* _GOAL_:
Copy out every line of the data below that contains the word "write".

* _RECORDS FOR THIS EXERCISE_:
-------------------------

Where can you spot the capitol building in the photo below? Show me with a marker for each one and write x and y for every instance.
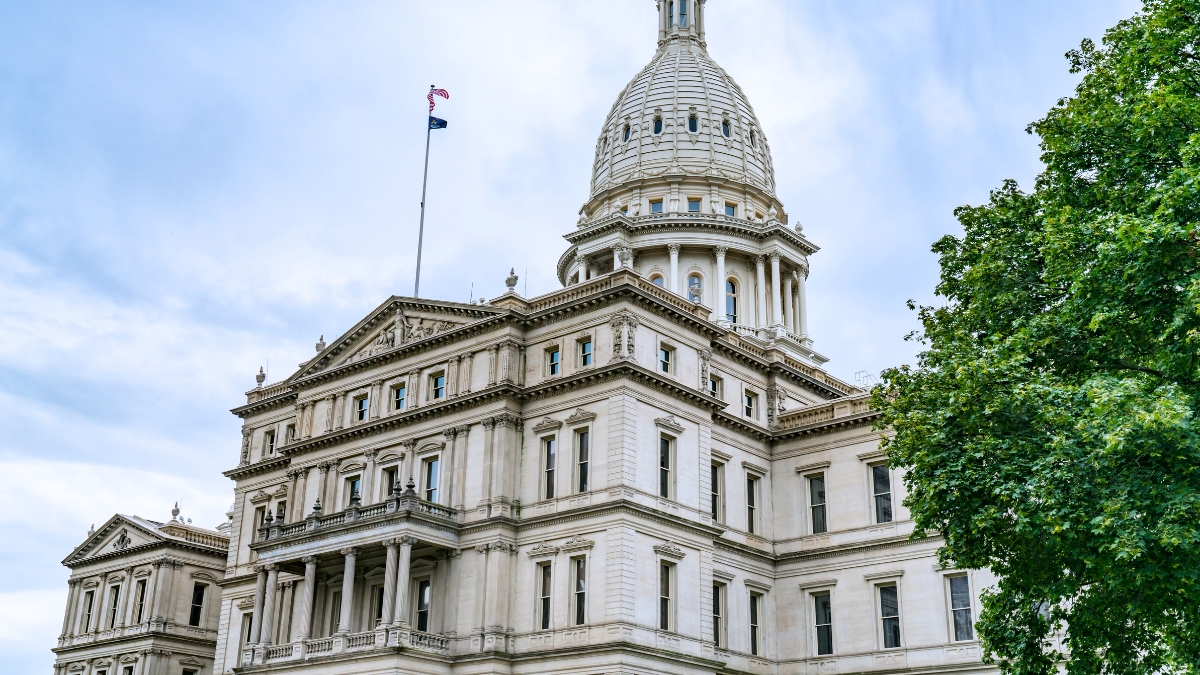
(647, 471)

-------------------------

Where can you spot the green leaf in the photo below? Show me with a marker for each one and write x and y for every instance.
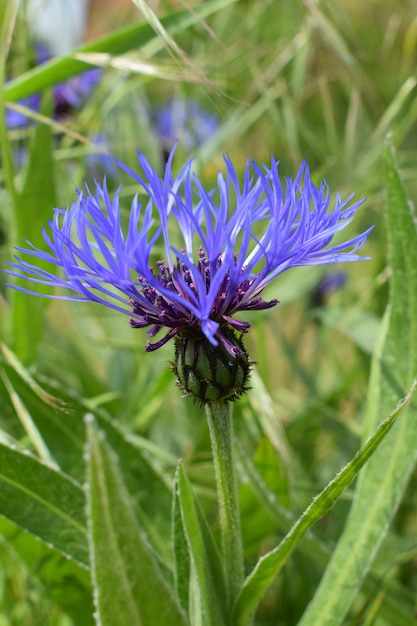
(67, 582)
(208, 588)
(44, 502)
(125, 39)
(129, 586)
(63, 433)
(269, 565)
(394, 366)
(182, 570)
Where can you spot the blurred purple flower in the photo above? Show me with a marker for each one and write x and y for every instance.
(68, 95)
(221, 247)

-------------------------

* _FULL OUTPUT_:
Where can you spot the capitol building in the photo below? Show me with a marker for each one and write x and y for every instance.
Where can you spot the green leaf in the photo below? Show me with a marker for each one and write x and y for every instance.
Where can you spot the blurred purple flower in the photo above? Show me with a marker for each one and write x and y for every instance.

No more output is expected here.